▶ _Do this_: Extract every line below, verbatim.

▶ _Given information_:
***
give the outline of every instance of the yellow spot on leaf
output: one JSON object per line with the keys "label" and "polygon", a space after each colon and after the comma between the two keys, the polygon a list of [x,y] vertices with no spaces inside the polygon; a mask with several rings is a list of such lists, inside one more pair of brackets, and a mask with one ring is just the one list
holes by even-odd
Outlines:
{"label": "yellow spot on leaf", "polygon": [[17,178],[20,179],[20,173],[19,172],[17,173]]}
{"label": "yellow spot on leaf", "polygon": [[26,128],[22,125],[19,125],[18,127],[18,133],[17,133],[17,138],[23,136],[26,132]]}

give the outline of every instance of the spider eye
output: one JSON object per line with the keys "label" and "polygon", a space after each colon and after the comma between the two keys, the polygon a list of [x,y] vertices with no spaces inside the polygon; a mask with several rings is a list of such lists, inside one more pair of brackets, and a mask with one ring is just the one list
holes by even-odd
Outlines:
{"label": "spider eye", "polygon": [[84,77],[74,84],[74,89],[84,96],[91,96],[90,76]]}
***
▶ _Full answer_:
give the outline of every instance of the yellow spot on leaf
output: one JSON object per line with the keys "label" and "polygon", a space after each colon and after the comma between the two keys, the polygon a list of [x,y] vertices with no spaces inside the polygon; a mask with several rings is a list of such lists, inside one more pair of brackets, and a mask with one ring is just the one list
holes by even-odd
Outlines:
{"label": "yellow spot on leaf", "polygon": [[17,178],[20,179],[20,173],[19,172],[17,173]]}
{"label": "yellow spot on leaf", "polygon": [[26,128],[22,125],[19,125],[18,127],[18,133],[17,133],[17,138],[23,136],[26,132]]}

give the outline of every instance of the spider eye
output: one JSON object per line with the keys "label" and "polygon", a space after each colon and after the comma between the two keys, the polygon a list of [x,y] vertices with no spaces inside the polygon; a mask with several rings is a list of such lists, inside one more pair of brackets, and a mask with one ring is just the one list
holes by even-odd
Outlines:
{"label": "spider eye", "polygon": [[84,77],[74,84],[74,89],[84,96],[91,96],[90,76]]}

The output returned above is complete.